Copy out every line of the listing below that contains the word "black".

— start —

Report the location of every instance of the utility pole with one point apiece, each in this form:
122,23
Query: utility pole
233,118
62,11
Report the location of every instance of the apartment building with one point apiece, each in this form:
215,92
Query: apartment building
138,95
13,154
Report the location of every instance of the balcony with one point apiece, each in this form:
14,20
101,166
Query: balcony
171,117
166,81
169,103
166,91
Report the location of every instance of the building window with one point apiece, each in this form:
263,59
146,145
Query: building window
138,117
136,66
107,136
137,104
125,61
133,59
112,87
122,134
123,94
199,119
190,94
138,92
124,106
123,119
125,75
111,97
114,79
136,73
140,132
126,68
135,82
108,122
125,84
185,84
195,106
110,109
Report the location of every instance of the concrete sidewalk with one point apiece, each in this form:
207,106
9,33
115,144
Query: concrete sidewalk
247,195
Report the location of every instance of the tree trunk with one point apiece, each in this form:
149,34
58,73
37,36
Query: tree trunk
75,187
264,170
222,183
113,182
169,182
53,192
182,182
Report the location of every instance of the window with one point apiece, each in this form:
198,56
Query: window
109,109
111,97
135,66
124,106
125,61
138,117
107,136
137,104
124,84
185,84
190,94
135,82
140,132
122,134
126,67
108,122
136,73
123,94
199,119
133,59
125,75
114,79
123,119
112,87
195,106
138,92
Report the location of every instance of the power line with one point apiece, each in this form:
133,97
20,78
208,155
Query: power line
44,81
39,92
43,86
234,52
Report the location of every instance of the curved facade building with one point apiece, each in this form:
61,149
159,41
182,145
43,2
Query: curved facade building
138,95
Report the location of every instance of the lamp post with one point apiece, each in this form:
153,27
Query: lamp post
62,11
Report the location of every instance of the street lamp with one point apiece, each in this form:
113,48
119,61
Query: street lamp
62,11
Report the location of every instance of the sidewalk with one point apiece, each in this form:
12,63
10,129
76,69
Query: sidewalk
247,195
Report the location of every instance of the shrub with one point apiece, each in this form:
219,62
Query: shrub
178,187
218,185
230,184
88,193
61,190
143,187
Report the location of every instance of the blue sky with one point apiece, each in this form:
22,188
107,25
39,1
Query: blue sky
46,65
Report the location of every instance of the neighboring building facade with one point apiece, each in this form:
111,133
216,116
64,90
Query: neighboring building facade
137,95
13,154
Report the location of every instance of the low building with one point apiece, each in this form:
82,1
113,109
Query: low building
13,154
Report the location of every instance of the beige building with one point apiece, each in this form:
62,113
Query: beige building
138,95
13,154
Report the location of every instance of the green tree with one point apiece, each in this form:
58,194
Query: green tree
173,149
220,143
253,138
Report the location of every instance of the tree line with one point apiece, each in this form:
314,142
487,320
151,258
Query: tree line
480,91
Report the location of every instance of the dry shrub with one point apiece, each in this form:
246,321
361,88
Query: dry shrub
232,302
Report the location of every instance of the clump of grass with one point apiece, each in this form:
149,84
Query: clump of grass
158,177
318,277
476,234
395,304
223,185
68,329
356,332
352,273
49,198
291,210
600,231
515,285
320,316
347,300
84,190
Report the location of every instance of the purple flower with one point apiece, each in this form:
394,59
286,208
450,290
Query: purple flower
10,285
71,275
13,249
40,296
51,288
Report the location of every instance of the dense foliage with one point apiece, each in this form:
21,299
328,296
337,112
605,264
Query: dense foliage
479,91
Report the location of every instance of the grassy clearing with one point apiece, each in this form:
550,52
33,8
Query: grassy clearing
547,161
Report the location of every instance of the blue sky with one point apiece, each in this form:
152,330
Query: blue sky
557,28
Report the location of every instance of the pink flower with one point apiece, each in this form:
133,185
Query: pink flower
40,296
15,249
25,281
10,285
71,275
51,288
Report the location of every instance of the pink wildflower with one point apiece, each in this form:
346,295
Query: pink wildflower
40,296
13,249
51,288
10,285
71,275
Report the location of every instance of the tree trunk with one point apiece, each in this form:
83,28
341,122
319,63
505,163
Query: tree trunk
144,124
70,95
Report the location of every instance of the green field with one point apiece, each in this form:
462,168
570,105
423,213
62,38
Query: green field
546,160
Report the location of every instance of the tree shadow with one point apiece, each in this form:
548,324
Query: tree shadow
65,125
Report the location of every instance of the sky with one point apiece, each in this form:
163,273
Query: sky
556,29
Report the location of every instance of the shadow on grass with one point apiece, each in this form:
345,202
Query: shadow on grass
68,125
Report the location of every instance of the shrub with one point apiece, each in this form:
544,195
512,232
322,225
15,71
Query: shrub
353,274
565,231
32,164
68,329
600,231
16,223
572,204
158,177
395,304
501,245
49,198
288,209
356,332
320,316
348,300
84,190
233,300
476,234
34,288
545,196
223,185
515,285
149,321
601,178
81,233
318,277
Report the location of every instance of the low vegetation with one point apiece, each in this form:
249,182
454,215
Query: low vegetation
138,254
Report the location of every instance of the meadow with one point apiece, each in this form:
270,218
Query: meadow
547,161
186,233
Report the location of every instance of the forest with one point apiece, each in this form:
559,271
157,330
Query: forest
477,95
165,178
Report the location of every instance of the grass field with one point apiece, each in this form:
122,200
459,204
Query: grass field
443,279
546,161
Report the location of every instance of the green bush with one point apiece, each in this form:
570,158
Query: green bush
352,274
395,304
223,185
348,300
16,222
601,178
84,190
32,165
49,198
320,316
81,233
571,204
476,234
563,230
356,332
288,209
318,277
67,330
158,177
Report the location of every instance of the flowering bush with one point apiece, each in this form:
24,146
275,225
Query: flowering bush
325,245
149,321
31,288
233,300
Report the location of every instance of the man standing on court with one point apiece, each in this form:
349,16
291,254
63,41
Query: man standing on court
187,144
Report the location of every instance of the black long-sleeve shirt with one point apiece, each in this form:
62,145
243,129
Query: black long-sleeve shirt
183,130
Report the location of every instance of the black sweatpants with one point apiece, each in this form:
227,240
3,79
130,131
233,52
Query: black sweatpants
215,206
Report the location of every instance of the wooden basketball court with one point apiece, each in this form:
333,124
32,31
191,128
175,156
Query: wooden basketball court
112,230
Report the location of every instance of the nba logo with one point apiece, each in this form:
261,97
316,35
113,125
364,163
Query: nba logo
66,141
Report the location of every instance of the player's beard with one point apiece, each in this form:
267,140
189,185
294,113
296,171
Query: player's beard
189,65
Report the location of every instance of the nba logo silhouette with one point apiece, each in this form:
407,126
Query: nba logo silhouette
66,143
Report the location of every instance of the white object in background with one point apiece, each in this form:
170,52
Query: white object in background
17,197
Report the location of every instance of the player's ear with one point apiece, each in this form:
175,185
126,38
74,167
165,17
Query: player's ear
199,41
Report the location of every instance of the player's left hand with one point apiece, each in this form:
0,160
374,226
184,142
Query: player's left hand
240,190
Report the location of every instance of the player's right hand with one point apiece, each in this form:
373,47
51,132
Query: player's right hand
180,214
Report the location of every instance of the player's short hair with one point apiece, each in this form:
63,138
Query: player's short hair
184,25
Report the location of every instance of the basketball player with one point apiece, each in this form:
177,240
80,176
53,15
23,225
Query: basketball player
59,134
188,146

— end —
— start —

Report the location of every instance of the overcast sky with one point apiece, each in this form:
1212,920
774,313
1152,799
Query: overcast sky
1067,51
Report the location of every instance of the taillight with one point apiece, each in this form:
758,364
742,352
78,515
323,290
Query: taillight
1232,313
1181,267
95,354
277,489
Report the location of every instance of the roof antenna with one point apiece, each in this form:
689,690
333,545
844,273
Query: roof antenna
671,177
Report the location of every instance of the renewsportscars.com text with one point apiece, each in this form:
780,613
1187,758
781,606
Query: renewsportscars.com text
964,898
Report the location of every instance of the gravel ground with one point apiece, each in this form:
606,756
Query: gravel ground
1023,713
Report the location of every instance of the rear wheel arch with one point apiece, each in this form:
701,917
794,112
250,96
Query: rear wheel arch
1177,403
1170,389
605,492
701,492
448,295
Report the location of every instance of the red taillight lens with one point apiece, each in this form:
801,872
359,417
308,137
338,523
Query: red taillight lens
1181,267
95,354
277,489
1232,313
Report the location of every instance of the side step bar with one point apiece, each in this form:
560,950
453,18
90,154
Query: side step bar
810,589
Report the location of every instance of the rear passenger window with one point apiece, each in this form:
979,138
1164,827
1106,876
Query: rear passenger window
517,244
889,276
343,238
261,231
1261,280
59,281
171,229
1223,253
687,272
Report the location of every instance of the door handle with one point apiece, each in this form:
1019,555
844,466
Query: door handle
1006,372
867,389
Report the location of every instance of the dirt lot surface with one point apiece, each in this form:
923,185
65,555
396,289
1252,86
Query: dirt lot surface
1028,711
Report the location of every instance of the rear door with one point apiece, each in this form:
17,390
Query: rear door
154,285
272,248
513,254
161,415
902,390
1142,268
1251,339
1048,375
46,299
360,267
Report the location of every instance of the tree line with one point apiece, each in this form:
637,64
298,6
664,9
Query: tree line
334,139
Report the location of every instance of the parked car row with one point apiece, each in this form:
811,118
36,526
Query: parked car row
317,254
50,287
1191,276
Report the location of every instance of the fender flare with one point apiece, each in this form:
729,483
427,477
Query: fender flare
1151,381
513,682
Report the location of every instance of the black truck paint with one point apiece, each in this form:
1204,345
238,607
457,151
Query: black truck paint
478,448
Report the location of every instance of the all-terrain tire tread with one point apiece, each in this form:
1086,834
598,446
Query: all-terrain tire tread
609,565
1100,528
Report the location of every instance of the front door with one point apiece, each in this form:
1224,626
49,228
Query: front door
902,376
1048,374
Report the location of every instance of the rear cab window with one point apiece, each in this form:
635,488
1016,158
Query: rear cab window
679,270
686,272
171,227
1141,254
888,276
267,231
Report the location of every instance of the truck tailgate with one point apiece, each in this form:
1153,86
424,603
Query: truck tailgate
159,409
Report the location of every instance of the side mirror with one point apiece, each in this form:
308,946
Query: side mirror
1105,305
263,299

— end —

### Solution to this problem
Report the location of every instance of the black long-sleeve shirt with one point apiece, each in this form:
Query: black long-sleeve shirt
Report the location of every instance of the black sweatpants with one point apiece, each in this form:
Query: black sweatpants
Report the location of every instance of the black truck paint with one point apiece, each in this form:
Query: black truck paint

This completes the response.